== THE PROBLEM ==
Below are records to transcribe exactly, without their pictures.

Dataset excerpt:
▬▬▬

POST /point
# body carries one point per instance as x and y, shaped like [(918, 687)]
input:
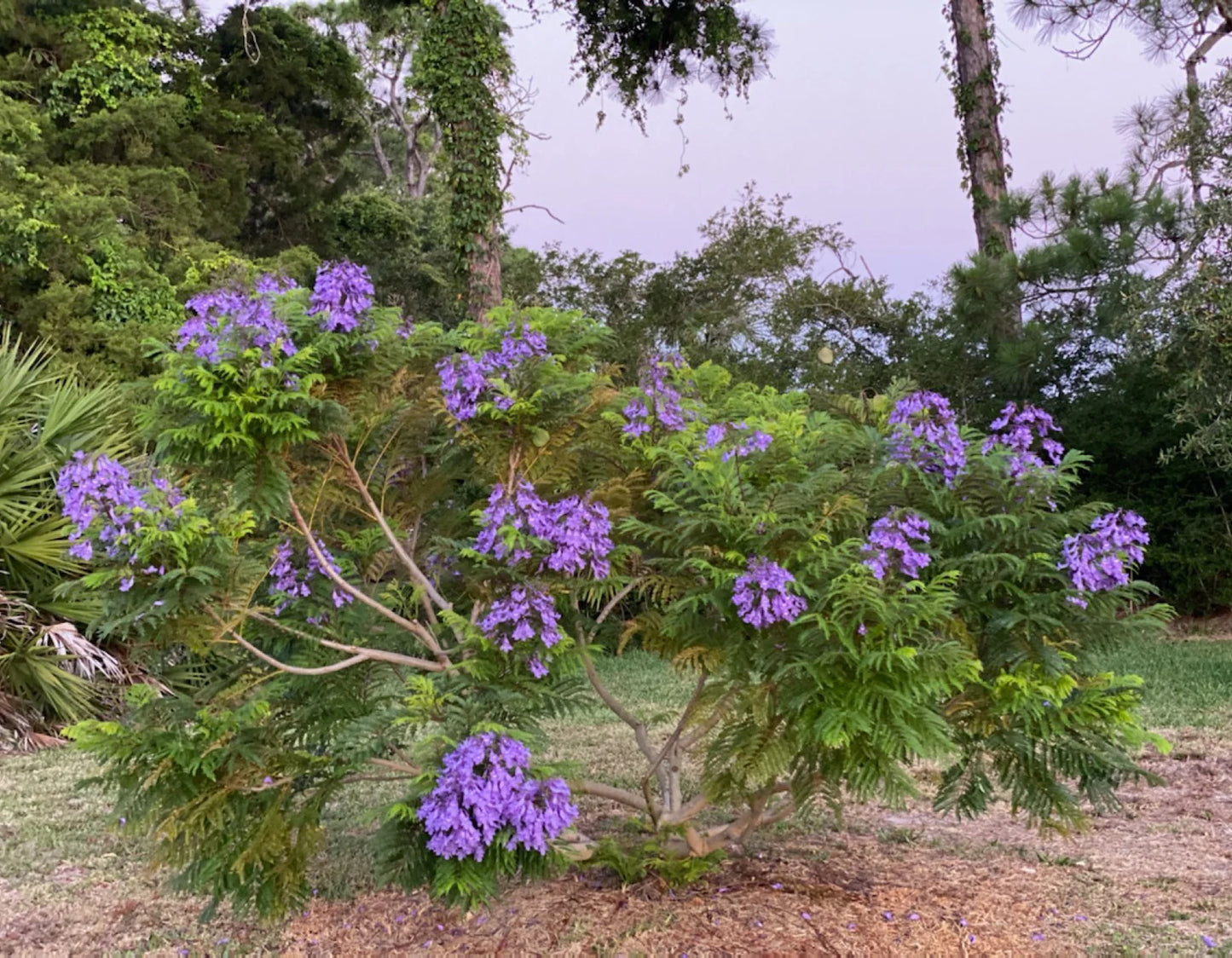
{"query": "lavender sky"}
[(856, 124)]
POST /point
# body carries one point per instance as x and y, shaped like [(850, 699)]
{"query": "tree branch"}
[(414, 628), (506, 211), (295, 669), (408, 562), (382, 655), (610, 792)]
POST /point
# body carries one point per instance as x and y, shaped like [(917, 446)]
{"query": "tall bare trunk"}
[(979, 105)]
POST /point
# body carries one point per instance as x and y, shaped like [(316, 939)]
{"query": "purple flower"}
[(108, 510), (483, 789), (465, 379), (658, 401), (462, 384), (288, 584), (223, 323), (523, 615), (1016, 431), (925, 434), (1096, 559), (581, 531), (761, 596), (340, 296), (756, 442), (890, 545), (576, 528)]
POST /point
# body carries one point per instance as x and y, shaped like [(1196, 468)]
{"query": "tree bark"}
[(979, 105), (483, 274)]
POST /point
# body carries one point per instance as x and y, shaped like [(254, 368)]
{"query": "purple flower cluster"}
[(290, 584), (925, 434), (107, 507), (659, 399), (758, 441), (341, 295), (223, 323), (483, 789), (890, 545), (1016, 430), (576, 528), (1096, 559), (465, 379), (761, 596), (520, 616)]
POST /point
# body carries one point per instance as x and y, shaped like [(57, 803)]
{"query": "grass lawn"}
[(1154, 880)]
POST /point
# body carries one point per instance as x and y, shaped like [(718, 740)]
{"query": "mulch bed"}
[(891, 882)]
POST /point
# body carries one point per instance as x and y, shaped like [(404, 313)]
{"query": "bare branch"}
[(610, 792), (408, 562), (382, 655), (296, 669), (414, 628), (531, 205)]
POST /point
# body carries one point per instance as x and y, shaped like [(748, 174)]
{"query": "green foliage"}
[(119, 61), (461, 60), (403, 860), (641, 55), (201, 780), (651, 858), (749, 299), (983, 661), (46, 415)]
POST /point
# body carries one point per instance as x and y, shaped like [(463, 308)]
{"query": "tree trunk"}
[(483, 276), (979, 104)]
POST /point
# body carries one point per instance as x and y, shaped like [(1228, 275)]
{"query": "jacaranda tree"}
[(396, 550)]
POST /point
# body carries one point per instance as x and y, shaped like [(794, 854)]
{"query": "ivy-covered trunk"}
[(462, 57)]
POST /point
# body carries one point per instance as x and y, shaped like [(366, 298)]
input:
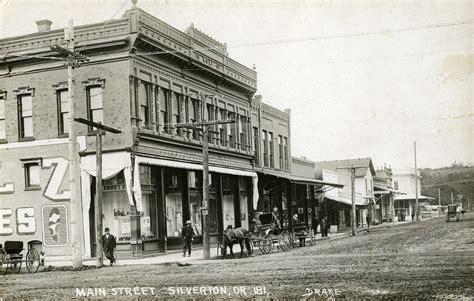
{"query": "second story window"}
[(265, 148), (272, 152), (286, 153), (230, 130), (95, 104), (164, 95), (3, 134), (193, 110), (63, 111), (280, 152), (25, 115), (143, 100), (175, 108), (255, 145)]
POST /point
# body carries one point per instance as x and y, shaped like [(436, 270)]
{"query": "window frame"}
[(59, 111), (88, 85), (3, 98)]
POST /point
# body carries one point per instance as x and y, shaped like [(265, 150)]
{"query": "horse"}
[(237, 235)]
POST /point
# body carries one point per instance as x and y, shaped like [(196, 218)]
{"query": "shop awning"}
[(411, 196), (275, 173), (339, 199), (308, 181), (192, 166)]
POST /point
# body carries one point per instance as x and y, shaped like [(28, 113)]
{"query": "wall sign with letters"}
[(22, 222)]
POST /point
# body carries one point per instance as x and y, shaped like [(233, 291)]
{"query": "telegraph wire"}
[(349, 35), (105, 24)]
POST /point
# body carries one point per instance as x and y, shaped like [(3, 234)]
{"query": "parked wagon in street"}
[(454, 212), (266, 232), (11, 258)]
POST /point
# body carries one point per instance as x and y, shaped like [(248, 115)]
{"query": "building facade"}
[(384, 193), (407, 182), (337, 204), (143, 77)]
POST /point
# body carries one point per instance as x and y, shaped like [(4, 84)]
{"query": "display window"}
[(174, 203), (116, 207), (149, 216)]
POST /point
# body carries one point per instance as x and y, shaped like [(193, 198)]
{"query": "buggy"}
[(453, 213), (267, 231), (11, 258)]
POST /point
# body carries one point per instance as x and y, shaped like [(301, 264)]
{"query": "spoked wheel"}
[(266, 245), (284, 241), (250, 252), (292, 241), (3, 262), (33, 260), (14, 265)]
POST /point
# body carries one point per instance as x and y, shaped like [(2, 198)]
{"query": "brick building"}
[(143, 77), (286, 184)]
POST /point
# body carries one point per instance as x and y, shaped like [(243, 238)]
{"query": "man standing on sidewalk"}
[(108, 244), (188, 234)]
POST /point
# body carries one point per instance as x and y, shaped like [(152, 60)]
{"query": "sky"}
[(362, 78)]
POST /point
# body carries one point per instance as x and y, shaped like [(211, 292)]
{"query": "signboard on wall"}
[(55, 225)]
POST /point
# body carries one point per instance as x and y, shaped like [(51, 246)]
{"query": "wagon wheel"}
[(284, 241), (3, 262), (266, 244), (292, 241), (14, 265), (33, 260), (250, 252)]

▬▬▬

== TASK RESULT ==
POST /point
# body carries one point per instance as x and y, shaped like [(918, 687)]
input:
{"query": "lavender sky"}
[(856, 124)]
POST /point
# body carries one point per instance as x and y, shaped like [(850, 699)]
{"query": "tree branch"}
[(414, 628), (506, 211), (295, 669), (408, 562), (382, 655), (610, 792)]
POST /point
# body carries one point per instance as x and y, shaped like [(917, 446)]
{"query": "tall bare trunk"}
[(979, 105)]
POST /point
# body carries one point per instance as x and y, shaped like [(316, 939)]
{"query": "purple flower"}
[(108, 510), (483, 789), (465, 379), (658, 401), (462, 384), (288, 584), (223, 323), (523, 615), (1016, 431), (925, 434), (1096, 559), (581, 531), (761, 596), (340, 296), (756, 442), (890, 545), (576, 528)]
POST /point
# body carries one point per instance as x and y, shaped like [(1196, 468)]
{"query": "tree bark"}
[(979, 105), (483, 274)]
POST /point
# body carries one point per instance as x and y, shaped like [(254, 368)]
{"query": "purple flower cluster"}
[(290, 584), (925, 434), (107, 507), (659, 399), (758, 441), (341, 295), (223, 323), (483, 789), (890, 545), (1016, 430), (576, 528), (1096, 559), (465, 379), (761, 596), (520, 616)]
POST /point
# body carries one point per instance as x and y, shaped like [(57, 803)]
{"query": "grass lawn"}
[(1154, 880)]
POST /point
# body carries one point per instance as x and y, shaped like [(718, 740)]
{"query": "mulch bed"}
[(891, 882)]
POST /point
# body carries one point per instance as x and y, shaped like [(404, 313)]
{"query": "bare branch"}
[(610, 792), (408, 562), (382, 655), (296, 669), (414, 628), (531, 205)]
POST /point
# body carries one point per instance as x and y, shaped like [(748, 174)]
{"query": "green foliage"}
[(119, 61), (461, 60), (403, 860), (641, 55), (201, 780), (651, 858), (749, 299), (983, 661), (46, 415)]
POST /point
# body carries one point per instance as x and y, shaped like [(463, 308)]
{"query": "tree trunk"}
[(483, 276), (979, 104)]
POST /point
# body carries one point per instance as x and y, shaped like [(1228, 275)]
{"query": "jacaranda tree"}
[(396, 550)]
POST /point
# body carries one point per instance as x and y, shaped like [(794, 854)]
{"query": "ivy-covered trunk"}
[(462, 57)]
POST /point
# body carries one point per instance as x and y, shaped like [(366, 298)]
input:
{"query": "second story window"}
[(265, 148), (272, 152), (286, 153), (230, 130), (95, 104), (164, 95), (3, 134), (193, 110), (63, 111), (280, 152), (25, 115), (143, 100), (175, 108), (255, 145)]
POST /point
# body carries one point per instance as x and y, shaped like [(436, 270)]
{"query": "window frame"}
[(59, 111), (88, 85), (3, 98)]
POST /point
# body carries one point per instance as x and y, shaped like [(265, 150)]
{"query": "horse"}
[(237, 235)]
POST /point
# body carries one point per instance as x and y, shaped like [(196, 218)]
{"query": "shop awning"}
[(411, 196), (275, 173), (339, 199), (308, 181), (192, 166)]
POST /point
# body carries one point per instance as x and y, shaped like [(28, 113)]
{"query": "wall sign with letters"}
[(22, 222)]
POST /point
# body carries one point per instance as x and y, shaped like [(233, 291)]
{"query": "telegraph wire"}
[(349, 35), (105, 24)]
POST /point
# body carries one point per instance as x and y, shaped like [(3, 234)]
{"query": "parked wagon in street"}
[(454, 212), (266, 232), (11, 258)]
POST /point
# body carries one point per instance as x and y, shaped like [(248, 115)]
{"query": "building facade"}
[(384, 193), (407, 182), (337, 204), (143, 77)]
POST /point
# body carries one point per instance as x and y, shaped like [(4, 84)]
{"query": "display window"}
[(174, 203), (116, 207), (149, 216)]
POST /point
# body carries one point per instance as x and y, shaped like [(193, 198)]
{"query": "buggy"}
[(453, 213), (267, 231), (11, 258)]
POST /point
# body carries one point per instance as x and y, shaped like [(301, 264)]
{"query": "spoked wheel"}
[(266, 245), (284, 241), (250, 252), (292, 241), (3, 262), (33, 260), (14, 265)]
POST /point
# body carries one point per instance as x and y, shaped like [(2, 198)]
{"query": "brick building"}
[(143, 77), (286, 184)]
POST /point
# body carries one point per instance as x and y, shaped like [(243, 238)]
{"query": "man standing on sidewalk"}
[(108, 244), (188, 234)]
POST /point
# body carries one point per instance as x and y, shaped like [(152, 60)]
{"query": "sky"}
[(362, 78)]
POST /point
# body carries one point per instance as x and y, shaped like [(211, 292)]
{"query": "signboard on wall"}
[(55, 225)]
POST /point
# body carries one point per instance as x and y, shaped like [(51, 246)]
{"query": "wagon wheel"}
[(284, 241), (3, 262), (266, 244), (292, 241), (14, 265), (33, 260), (250, 252)]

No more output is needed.